Where "then" appears in a line of the entries below, that line should be copied.

[Dataset entries]
*** Begin section ***
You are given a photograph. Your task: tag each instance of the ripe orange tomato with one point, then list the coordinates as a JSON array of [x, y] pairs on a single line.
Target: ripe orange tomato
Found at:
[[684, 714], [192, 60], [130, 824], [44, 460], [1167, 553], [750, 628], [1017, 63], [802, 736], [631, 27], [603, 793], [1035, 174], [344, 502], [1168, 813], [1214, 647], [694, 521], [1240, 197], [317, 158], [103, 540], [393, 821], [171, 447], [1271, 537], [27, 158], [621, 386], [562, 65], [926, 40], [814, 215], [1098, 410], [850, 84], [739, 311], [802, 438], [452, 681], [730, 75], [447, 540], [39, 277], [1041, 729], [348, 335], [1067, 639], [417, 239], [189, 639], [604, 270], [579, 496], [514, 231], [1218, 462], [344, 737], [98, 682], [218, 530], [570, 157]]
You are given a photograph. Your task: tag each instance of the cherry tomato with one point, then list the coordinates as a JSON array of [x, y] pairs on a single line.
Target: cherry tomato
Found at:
*** End section ***
Answer to this task:
You are given a photograph. Your task: tag each instance of the ripe orange tomato with one point, then list the coordinates as a JSON array of [x, y] pairs on a single line.
You are given a photograph. Your task: tag each instance of the cherry tomato with one point, then list the coordinates as a JSON array of [x, y] pairs on a single line.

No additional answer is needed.